PROBLEM DETAILS = The data is to be repeated exactly, with the images removed.

::: DATASET CONTENT

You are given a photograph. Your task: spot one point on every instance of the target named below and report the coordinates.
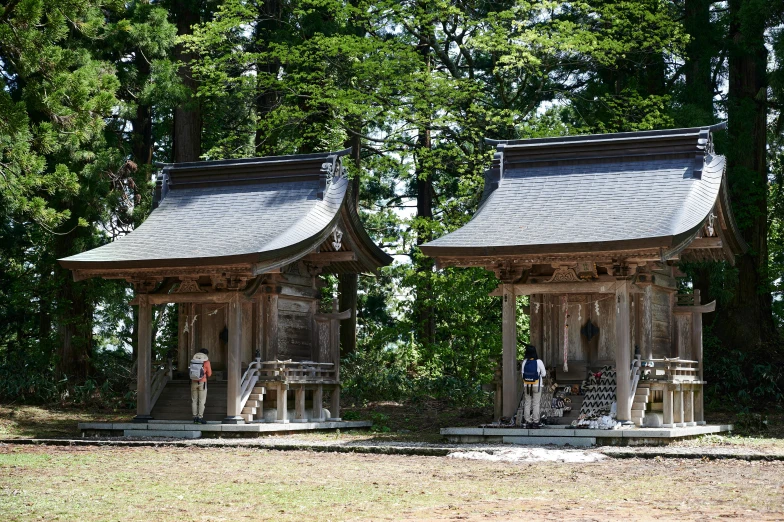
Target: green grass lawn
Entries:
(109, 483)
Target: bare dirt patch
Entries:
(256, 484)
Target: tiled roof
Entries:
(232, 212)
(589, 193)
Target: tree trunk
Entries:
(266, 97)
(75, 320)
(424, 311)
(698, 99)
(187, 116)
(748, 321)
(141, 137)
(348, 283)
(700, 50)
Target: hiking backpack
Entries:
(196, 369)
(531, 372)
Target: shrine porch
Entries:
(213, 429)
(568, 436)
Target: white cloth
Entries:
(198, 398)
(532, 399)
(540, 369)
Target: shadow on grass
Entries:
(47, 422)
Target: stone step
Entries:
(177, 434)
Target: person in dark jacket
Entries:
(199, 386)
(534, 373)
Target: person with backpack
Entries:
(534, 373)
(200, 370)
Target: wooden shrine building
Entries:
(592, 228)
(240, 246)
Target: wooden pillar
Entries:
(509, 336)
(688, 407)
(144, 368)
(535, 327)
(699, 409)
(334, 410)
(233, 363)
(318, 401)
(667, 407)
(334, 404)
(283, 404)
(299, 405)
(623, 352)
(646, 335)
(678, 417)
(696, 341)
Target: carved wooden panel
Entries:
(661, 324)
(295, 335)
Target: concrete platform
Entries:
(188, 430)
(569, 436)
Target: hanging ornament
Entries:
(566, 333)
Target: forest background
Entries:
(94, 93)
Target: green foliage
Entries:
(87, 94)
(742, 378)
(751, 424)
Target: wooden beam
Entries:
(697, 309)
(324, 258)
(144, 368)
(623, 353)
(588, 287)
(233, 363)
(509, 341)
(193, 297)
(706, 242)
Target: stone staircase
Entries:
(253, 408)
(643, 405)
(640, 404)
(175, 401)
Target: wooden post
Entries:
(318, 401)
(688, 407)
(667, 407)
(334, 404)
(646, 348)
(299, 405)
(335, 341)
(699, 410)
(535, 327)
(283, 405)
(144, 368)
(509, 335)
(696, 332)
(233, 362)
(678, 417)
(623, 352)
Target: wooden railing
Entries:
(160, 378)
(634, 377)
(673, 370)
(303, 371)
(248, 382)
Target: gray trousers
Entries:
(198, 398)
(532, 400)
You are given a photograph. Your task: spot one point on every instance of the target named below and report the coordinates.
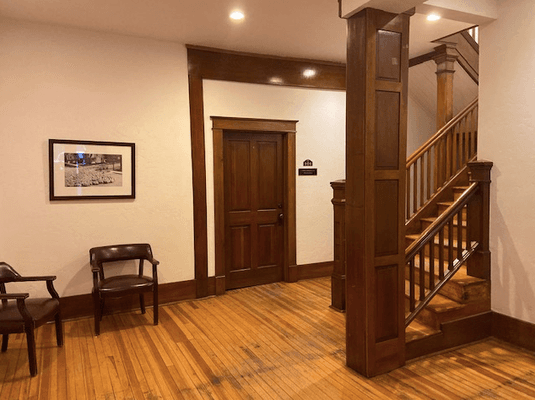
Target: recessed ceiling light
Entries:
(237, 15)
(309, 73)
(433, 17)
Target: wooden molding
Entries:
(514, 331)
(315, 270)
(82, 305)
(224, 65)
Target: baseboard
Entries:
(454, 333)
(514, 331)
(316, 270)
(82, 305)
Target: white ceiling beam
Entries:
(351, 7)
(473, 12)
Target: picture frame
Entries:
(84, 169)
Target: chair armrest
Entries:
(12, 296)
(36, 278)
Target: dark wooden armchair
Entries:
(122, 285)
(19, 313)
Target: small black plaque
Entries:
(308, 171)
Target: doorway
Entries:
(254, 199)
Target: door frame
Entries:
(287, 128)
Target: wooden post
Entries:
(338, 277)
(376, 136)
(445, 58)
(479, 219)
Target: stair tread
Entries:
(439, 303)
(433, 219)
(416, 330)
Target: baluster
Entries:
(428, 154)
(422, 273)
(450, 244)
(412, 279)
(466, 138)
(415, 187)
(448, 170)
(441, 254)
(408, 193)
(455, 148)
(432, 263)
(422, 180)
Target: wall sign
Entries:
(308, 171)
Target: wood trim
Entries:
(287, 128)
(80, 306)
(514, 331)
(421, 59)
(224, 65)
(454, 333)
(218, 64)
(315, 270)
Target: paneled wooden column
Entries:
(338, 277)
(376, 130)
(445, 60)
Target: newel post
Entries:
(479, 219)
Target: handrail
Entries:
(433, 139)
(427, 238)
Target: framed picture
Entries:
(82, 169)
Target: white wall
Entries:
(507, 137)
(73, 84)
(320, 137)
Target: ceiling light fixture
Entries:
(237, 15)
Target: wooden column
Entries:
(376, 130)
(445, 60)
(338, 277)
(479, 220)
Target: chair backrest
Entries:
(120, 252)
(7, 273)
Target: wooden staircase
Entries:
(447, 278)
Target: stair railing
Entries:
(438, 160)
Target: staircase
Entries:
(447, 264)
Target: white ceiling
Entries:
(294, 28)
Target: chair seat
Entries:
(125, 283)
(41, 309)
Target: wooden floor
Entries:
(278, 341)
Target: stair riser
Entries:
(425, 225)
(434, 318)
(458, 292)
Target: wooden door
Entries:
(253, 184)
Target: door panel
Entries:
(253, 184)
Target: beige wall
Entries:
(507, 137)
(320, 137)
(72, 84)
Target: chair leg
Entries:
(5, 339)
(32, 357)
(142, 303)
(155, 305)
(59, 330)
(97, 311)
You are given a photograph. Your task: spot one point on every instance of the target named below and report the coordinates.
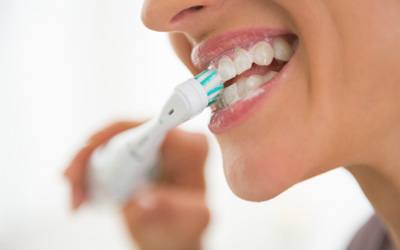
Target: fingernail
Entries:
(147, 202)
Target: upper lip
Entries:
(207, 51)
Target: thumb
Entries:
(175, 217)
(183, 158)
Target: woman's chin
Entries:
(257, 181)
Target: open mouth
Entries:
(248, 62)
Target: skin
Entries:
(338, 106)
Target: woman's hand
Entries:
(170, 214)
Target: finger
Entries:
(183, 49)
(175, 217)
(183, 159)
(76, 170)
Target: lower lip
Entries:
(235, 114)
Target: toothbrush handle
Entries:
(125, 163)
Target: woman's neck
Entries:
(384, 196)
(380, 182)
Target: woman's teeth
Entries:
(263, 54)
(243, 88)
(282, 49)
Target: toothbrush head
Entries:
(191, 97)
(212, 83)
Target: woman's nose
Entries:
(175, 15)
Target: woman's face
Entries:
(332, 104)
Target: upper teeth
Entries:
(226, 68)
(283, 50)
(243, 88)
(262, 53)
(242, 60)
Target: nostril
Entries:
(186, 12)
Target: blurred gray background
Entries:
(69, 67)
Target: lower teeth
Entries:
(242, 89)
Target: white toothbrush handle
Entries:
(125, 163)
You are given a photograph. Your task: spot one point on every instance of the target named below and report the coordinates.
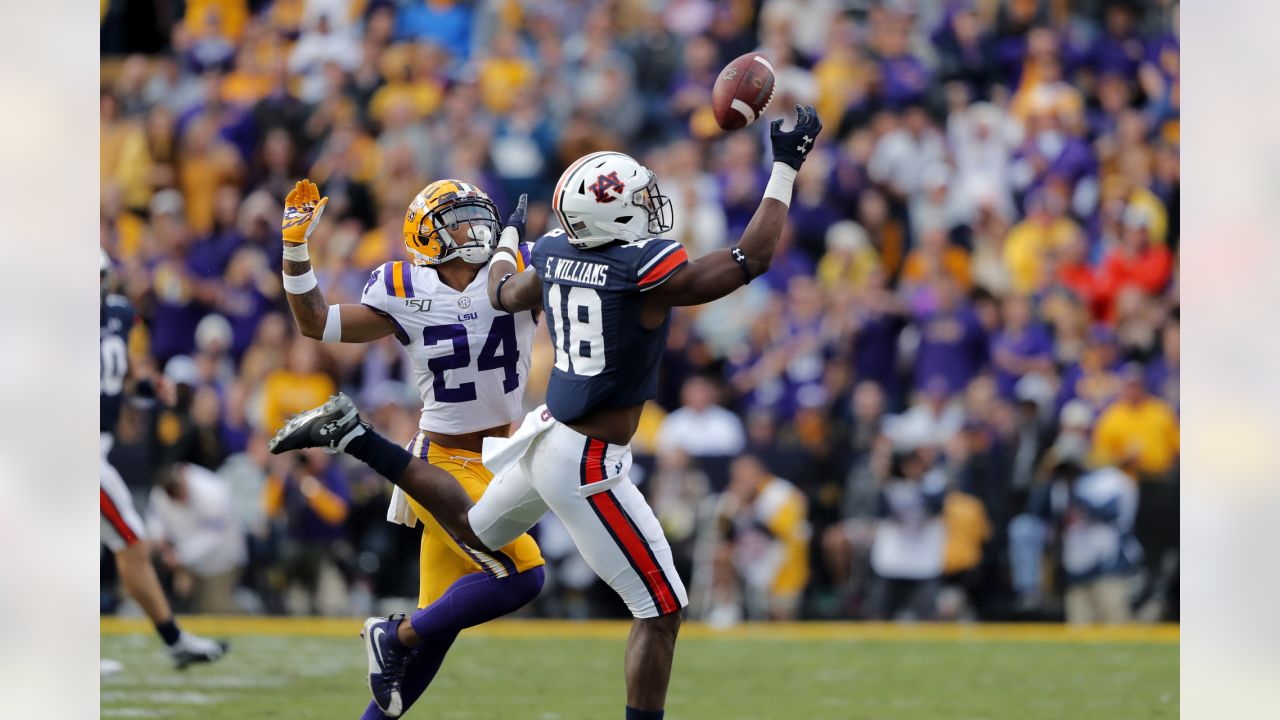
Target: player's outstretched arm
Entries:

::::::

TASK ANSWER =
You are given a photograph. Your task: spot one point on every instance of the target named below and report the coordinates.
Target: green grass lawn
Entries:
(109, 483)
Target: bare dirt patch
Entries:
(256, 484)
Target: tiled roof
Entries:
(232, 212)
(589, 193)
Target: tree trunk
Entries:
(266, 97)
(75, 320)
(424, 311)
(698, 99)
(187, 116)
(748, 321)
(141, 137)
(348, 283)
(700, 50)
Target: hiking backpack
Entries:
(196, 369)
(531, 372)
Target: shrine porch
Entries:
(213, 429)
(568, 436)
Target: white cloth
Entries:
(198, 398)
(532, 399)
(540, 369)
Target: shadow on grass
Entries:
(47, 422)
Target: stone step
Entries:
(177, 434)
Target: person in dark jacket
Entries:
(199, 386)
(534, 373)
Target: person with backpack
Entries:
(534, 373)
(200, 370)
Target: wooden shrine building
Entries:
(592, 228)
(240, 246)
Target: wooden pillar
Entries:
(509, 336)
(688, 407)
(144, 368)
(535, 327)
(699, 409)
(334, 410)
(233, 363)
(318, 401)
(667, 407)
(334, 404)
(283, 404)
(299, 405)
(623, 352)
(646, 335)
(678, 417)
(696, 341)
Target: carved wooden panel
Entries:
(661, 324)
(295, 335)
Target: concrete platform
Entries:
(188, 430)
(569, 436)
Target: hanging ornament
Entries:
(566, 333)
Target: forest background
Entries:
(94, 93)
Target: green foliage
Entries:
(87, 94)
(742, 378)
(751, 424)
Target: wooden beam
Entries:
(697, 309)
(324, 258)
(144, 368)
(623, 353)
(588, 287)
(233, 363)
(509, 341)
(193, 297)
(706, 242)
Target: stone staircase
Entries:
(253, 408)
(643, 405)
(640, 404)
(175, 401)
Target: wooden post
Entries:
(318, 401)
(688, 407)
(667, 407)
(334, 404)
(646, 348)
(299, 405)
(335, 341)
(699, 410)
(535, 327)
(283, 405)
(144, 368)
(509, 335)
(696, 332)
(233, 362)
(678, 417)
(623, 352)
Target: wooden railing
Entries:
(160, 378)
(634, 377)
(673, 370)
(303, 371)
(248, 382)
Target: gray trousers
Entries:
(198, 398)
(532, 400)
You are given a photograph. Your task: spot one point on every instance of the target named below and report the coordinates.
Target: recessed ceiling light
Entries:
(237, 15)
(309, 73)
(433, 17)
Target: wooden molding
Entries:
(514, 331)
(315, 270)
(82, 305)
(224, 65)
Target: baseboard
Entries:
(454, 333)
(514, 331)
(316, 270)
(82, 305)
Target: white ceiling beam
Entries:
(351, 7)
(473, 12)
Target: picture frame
Entries:
(84, 169)
Target: chair armrest
Entries:
(12, 296)
(36, 278)
Target: dark wooden armchair
Entries:
(122, 285)
(19, 313)
Target: small black plaque
Entries:
(308, 171)
Target: doorway
Entries:
(254, 199)
Target: door frame
Entries:
(287, 128)
Target: wooden post
Entries:
(338, 277)
(376, 136)
(445, 58)
(479, 219)
Target: stair tread
Entries:
(439, 303)
(433, 219)
(416, 330)
Target: baluster
Entries:
(428, 154)
(422, 273)
(450, 244)
(412, 279)
(466, 138)
(415, 187)
(448, 170)
(441, 254)
(408, 193)
(455, 148)
(432, 263)
(422, 180)
Target: wall sign
Entries:
(308, 171)
Target: wood trim
Entries:
(287, 128)
(80, 306)
(514, 331)
(421, 59)
(224, 65)
(454, 333)
(218, 64)
(315, 270)
Target: paneled wooden column
Entries:
(338, 277)
(376, 130)
(445, 60)
Target: newel post
Entries:
(479, 219)
Target: handrail
Entries:
(433, 139)
(427, 238)
Target: framed picture
Entries:
(82, 169)
Target: white wall
Entries:
(507, 137)
(73, 84)
(320, 137)
Target: ceiling light fixture
Entries:
(237, 15)
Target: wooden column
Entries:
(376, 130)
(445, 60)
(338, 277)
(479, 220)
Target: chair backrest
Entries:
(120, 252)
(7, 273)
Target: wooden staircase
Entries:
(447, 278)
Target: stair railing
Entries:
(438, 160)
Target: staircase
Entries:
(447, 264)
Target: white ceiling
Entries:
(294, 28)
Target: chair seat
Entries:
(125, 283)
(41, 309)
Target: wooden floor
Entries:
(278, 341)
Target: stair riser
Entries:
(425, 225)
(434, 318)
(458, 292)
Target: wooden door
Entries:
(253, 184)
Target: door panel
Entries:
(253, 184)
Target: beige wall
Entries:
(507, 137)
(320, 137)
(72, 84)
Target: chair leg
Entries:
(5, 339)
(32, 357)
(142, 303)
(155, 305)
(59, 330)
(97, 311)
You are given a photograph. Your task: spot one point on every instance of the target named below and report the coordinates.
Target: fingernail
Entries:
(147, 202)
Target: upper lip
Entries:
(207, 51)
Target: thumb
Entries:
(175, 217)
(183, 158)
Target: woman's chin
Entries:
(257, 181)
Target: open mouth
Entries:
(248, 62)
Target: skin
Entries:
(338, 106)
Target: woman's hand
Entries:
(170, 214)
Target: finger
Entries:
(183, 49)
(175, 217)
(183, 159)
(76, 170)
Target: lower lip
Entries:
(235, 114)
Target: toothbrush handle
Entries:
(125, 163)
Target: woman's neck
Entries:
(384, 196)
(380, 182)
Target: woman's teeth
Entries:
(263, 54)
(243, 88)
(282, 49)
Target: toothbrush head
Entries:
(191, 97)
(212, 83)
Target: woman's nose
Entries:
(175, 15)
Target: woman's face
Entries:
(332, 104)
Target: upper teeth
Entries:
(226, 68)
(283, 50)
(243, 88)
(262, 53)
(242, 60)
Target: nostril
Entries:
(186, 12)
Target: blurred gray background
Entries:
(69, 67)
Target: lower teeth
Entries:
(242, 89)
Target: white toothbrush handle
Entries:
(125, 163)
You are given a photograph. Your task: spot one point on every instance of the target named below and report the coordinates.
Target: player's outstretched arm
Entries:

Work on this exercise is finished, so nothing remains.